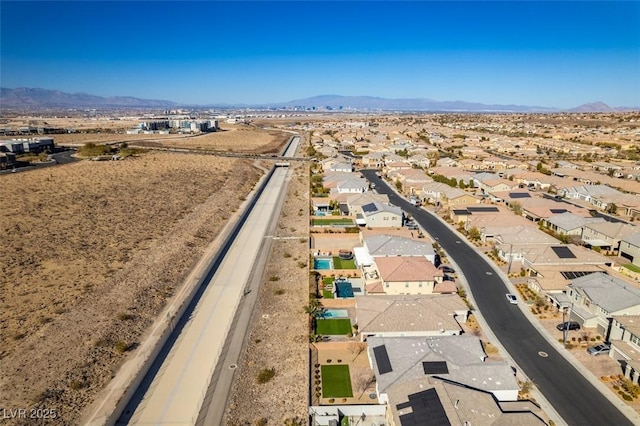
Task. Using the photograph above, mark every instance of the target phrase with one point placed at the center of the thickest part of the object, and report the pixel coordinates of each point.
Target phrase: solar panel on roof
(371, 207)
(571, 275)
(435, 367)
(382, 359)
(425, 410)
(563, 252)
(482, 209)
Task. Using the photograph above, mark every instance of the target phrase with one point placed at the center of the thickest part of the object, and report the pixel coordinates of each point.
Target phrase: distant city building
(23, 146)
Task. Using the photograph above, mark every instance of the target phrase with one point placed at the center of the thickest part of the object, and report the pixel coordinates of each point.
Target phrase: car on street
(568, 325)
(600, 349)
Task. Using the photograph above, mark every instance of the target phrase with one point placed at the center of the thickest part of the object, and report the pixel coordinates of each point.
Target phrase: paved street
(574, 397)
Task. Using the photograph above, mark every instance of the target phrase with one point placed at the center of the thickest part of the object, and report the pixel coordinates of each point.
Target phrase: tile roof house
(568, 223)
(630, 248)
(411, 275)
(379, 215)
(597, 297)
(561, 254)
(402, 315)
(607, 235)
(354, 201)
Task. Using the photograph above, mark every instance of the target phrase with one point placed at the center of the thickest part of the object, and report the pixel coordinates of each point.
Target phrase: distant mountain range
(42, 98)
(25, 97)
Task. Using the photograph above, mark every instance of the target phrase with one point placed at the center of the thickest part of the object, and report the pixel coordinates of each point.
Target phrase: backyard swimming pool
(323, 263)
(333, 313)
(343, 289)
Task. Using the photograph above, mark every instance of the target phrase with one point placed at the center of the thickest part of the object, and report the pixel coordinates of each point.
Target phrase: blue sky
(544, 53)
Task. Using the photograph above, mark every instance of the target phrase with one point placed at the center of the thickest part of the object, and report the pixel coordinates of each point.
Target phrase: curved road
(573, 397)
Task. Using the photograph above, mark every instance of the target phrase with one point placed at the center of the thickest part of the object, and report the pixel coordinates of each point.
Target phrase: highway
(572, 396)
(175, 388)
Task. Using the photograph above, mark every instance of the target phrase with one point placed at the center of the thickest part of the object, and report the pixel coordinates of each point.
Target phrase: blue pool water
(344, 289)
(333, 313)
(322, 263)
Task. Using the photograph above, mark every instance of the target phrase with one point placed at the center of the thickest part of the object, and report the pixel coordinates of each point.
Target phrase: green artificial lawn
(336, 382)
(343, 264)
(632, 267)
(333, 327)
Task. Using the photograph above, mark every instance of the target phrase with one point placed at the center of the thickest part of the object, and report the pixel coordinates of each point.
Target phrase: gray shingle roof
(389, 245)
(610, 293)
(463, 354)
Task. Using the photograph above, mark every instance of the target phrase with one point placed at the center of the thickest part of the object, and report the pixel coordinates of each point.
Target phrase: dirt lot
(231, 137)
(279, 335)
(90, 252)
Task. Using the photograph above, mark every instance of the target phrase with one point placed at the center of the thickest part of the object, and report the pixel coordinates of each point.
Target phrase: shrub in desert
(265, 375)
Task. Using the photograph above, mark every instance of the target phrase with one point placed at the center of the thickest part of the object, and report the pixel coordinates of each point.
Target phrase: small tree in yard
(356, 348)
(363, 380)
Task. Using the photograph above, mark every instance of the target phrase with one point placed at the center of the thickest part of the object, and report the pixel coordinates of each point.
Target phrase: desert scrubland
(91, 251)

Assignment:
If an entry above holds a picture, omit the picture but retype everything else exactly.

Response to the exercise:
Task. Using the photograph above, mark every instance of the target phrase with one point placed at the center of the thickest part of the object, and report the pixel coordinates of each point.
Target phrase: solar panel on roof
(371, 207)
(571, 275)
(435, 367)
(382, 359)
(425, 410)
(563, 252)
(482, 209)
Task. Using the photograph above, mark every instance of the target phrase with one point placed at the center of the thickest part of the object, and report the pixel coordinates of each point.
Target phrase: distant city building
(23, 146)
Task. Using the photograph above, mark every instance of the target phrase with one point placed at the center of the thickest part of the object, and report the pixel coordinates of each point.
Target phrase: car on street
(568, 325)
(600, 349)
Task. Using the photograph above, mark every instance of the target phrase with one point placed at the center of the thickest part of the object, and report the pixel coordinates of each point.
Target phrase: paved street
(574, 397)
Task. Using the photograph above, mark every instance of the target phrase with one point placed at the center of the thickest part of the object, and report the pixel coordinates of each point.
Target phrase: tile roof house
(568, 223)
(630, 248)
(411, 275)
(379, 215)
(597, 297)
(561, 254)
(402, 315)
(607, 235)
(354, 201)
Task. Using the photograph above, mark every instance of the target phrase with one point placed at the center of the thickest part of the object, and report the pixel coordinates of each point.
Target phrase: distant mountain range
(42, 98)
(25, 97)
Task. Using the photograph above, mark every instance of the target phrase with one point placed at the center of the thickest part of the object, and report the pixel coordinates of each point.
Target phrase: backyard swimming pool
(323, 263)
(333, 313)
(343, 289)
Task. Using the photograph above, mark every instance of the target phrase with one point placed at the center of the thickest part of the object, and report the pixel coordinates of each point.
Target phrase: blue sky
(544, 53)
Task. Using the photograph above, mark every instance of the target phrase with one point placed at the center of the thickest part of the object, and report the pixel coordinates of each point.
Target phrase: curved road
(573, 397)
Task. Using the photograph above, mark every instance of the target phrase with one point placed at the center of the thickest part of the object, and report the pixel coordinates of each point.
Target phrase: highway
(572, 396)
(175, 388)
Task. Using the photograph above, mark every instance of the target phrase with one point placed at the center of the thickest part of the object, and report the pixel coordinates of each point.
Target phrase: blue pool water
(344, 289)
(333, 313)
(322, 263)
Task. Using the photograph above, mark every instance of the target phrase with one point placed at the center of the thickest part of the object, and report the pixel coordinates of each point.
Target phrase: green artificial lawn
(336, 382)
(343, 264)
(632, 267)
(333, 327)
Task. Using the photograph above, mark every instance of the target phrase with one point placed at the center of the thickest part of the object, and report the pixel coordinates of each point.
Target phrase: gray shingle roof
(389, 245)
(610, 293)
(463, 354)
Task. Using the photograph above, mark every instance of the target phrase with one point placed at the center of the thickest part of the object, and report the pixel coordinates of each point.
Target phrase: dirt lot
(231, 137)
(279, 335)
(90, 252)
Task. Using the photograph above, mark every instance of the target phrase with one point placed at the center of the thickest part of the object, and report the pixel coordinates of each point.
Target phrase: shrub in desert
(265, 375)
Task. Using the photograph above, mark every instance of the target phrase with one point placed at the center of the thickest part of the object, and report the pixel coordinates of each point.
Target phrase: small tree in yard
(356, 348)
(363, 380)
Task. Using the photograph above, mark every instance of the target phrase with one point placed at the center of the thickest part of the object, and report the pixel coordinates of each point.
Target phrase: desert scrubland
(91, 251)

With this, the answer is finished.